§ OBJECTIVE
Count the lines in the records below that contain the string "glove". Reply with the number alone.

§ EXERCISE MATERIALS
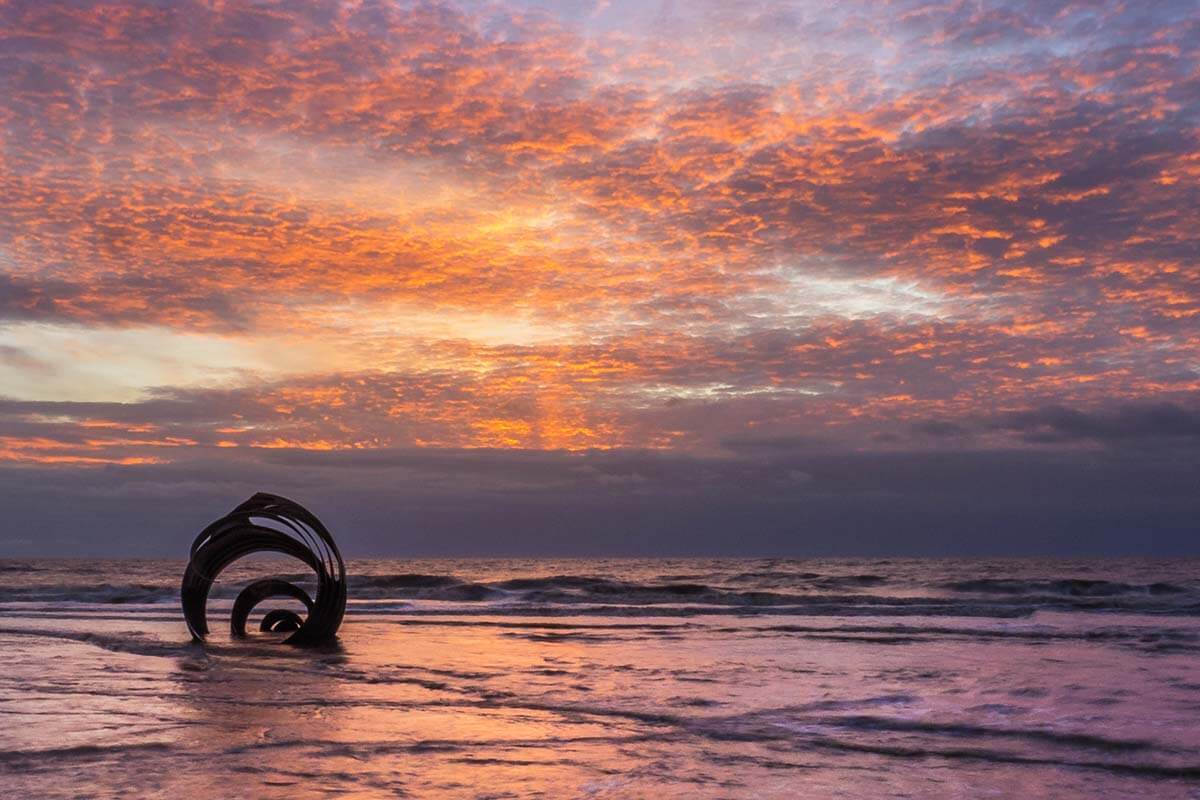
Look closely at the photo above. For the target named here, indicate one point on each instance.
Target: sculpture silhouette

---

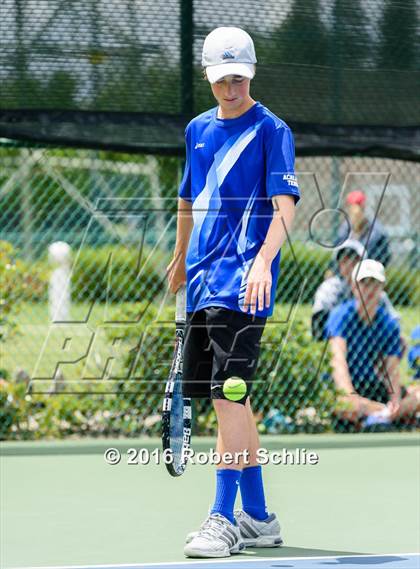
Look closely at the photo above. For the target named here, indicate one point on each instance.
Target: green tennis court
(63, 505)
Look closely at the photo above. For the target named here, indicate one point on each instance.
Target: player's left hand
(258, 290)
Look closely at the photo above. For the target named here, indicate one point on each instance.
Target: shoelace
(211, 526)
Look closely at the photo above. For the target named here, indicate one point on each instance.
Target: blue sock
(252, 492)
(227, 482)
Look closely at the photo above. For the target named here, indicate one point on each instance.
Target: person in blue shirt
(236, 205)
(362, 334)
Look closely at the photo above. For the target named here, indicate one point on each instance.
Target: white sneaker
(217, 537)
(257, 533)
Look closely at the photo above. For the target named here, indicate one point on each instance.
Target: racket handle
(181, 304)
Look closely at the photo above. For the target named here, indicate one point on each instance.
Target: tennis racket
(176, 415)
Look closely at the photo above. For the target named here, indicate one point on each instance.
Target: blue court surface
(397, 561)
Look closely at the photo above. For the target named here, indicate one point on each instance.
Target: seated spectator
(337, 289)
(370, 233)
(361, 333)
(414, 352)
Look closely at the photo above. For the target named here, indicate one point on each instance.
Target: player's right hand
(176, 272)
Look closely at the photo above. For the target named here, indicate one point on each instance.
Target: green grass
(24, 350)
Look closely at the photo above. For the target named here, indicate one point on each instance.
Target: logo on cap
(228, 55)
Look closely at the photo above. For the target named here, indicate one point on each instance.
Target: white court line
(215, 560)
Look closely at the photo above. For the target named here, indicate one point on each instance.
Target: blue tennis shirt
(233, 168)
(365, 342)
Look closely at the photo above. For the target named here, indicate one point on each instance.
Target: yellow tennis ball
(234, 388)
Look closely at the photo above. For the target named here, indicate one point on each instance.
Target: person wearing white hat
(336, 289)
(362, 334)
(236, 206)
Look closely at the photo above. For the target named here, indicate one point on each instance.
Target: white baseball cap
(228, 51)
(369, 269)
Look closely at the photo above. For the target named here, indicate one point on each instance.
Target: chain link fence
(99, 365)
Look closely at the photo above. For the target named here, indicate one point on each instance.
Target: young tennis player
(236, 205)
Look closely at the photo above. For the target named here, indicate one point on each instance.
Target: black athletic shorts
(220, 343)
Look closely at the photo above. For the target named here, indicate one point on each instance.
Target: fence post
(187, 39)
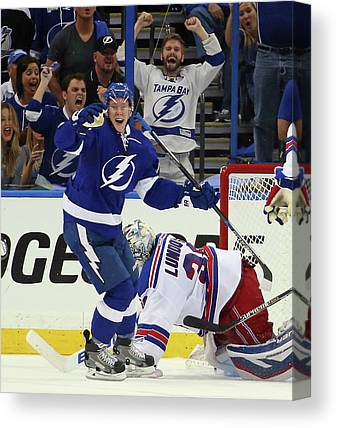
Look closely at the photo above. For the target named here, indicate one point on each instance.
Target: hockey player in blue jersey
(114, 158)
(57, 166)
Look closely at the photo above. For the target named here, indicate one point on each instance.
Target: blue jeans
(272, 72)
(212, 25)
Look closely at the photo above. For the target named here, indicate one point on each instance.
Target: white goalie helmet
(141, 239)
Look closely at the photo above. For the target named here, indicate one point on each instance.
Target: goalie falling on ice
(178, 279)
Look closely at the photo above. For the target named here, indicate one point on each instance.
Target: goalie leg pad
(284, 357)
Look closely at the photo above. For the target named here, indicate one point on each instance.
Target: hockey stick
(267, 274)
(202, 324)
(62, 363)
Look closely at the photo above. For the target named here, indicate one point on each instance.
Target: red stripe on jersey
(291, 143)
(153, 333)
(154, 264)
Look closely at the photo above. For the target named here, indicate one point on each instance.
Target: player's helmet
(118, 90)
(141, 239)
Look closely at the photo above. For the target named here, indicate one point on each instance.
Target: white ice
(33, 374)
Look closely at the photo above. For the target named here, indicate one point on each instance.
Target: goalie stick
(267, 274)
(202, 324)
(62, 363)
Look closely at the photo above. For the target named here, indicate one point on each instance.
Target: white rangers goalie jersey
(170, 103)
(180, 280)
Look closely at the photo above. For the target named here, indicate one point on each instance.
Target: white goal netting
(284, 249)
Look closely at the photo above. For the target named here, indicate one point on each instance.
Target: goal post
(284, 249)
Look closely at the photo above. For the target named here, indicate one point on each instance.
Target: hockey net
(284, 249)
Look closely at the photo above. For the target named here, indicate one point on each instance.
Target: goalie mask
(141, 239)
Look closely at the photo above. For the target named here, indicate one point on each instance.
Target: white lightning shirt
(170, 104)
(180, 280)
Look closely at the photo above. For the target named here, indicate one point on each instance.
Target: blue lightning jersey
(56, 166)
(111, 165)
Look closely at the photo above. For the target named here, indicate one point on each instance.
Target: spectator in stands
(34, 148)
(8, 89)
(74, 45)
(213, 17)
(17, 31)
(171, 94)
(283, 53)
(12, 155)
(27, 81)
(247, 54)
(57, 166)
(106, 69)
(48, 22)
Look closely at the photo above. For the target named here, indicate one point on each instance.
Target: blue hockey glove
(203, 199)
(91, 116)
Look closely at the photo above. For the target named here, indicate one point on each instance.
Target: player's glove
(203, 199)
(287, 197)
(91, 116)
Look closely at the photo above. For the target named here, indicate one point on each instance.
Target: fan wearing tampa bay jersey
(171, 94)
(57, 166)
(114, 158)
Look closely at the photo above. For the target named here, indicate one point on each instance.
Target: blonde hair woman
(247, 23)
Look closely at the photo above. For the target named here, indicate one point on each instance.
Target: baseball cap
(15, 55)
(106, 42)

* * *

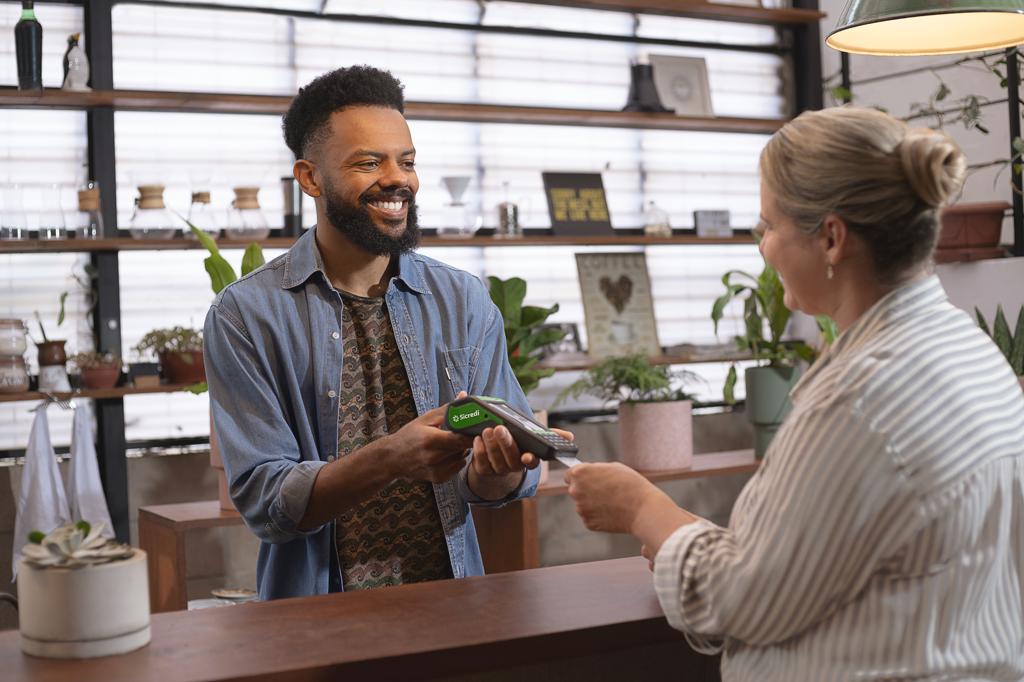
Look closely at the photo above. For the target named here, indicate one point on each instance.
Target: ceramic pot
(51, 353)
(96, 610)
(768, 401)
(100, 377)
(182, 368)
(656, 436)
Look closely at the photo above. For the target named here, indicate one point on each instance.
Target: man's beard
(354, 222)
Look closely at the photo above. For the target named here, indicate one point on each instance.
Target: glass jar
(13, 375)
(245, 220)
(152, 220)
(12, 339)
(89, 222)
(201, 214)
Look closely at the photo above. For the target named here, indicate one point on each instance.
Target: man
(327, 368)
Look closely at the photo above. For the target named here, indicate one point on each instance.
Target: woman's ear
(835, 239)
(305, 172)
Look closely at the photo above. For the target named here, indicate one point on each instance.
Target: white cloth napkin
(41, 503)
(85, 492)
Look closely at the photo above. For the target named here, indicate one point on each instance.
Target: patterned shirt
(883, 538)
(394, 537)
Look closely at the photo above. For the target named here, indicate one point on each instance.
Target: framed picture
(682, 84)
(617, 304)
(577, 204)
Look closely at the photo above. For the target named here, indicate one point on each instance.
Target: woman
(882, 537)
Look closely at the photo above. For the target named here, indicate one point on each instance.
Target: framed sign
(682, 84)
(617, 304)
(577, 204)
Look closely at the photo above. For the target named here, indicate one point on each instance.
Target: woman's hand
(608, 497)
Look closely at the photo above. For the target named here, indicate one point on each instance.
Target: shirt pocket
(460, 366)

§ COMPLETE ANSWER
2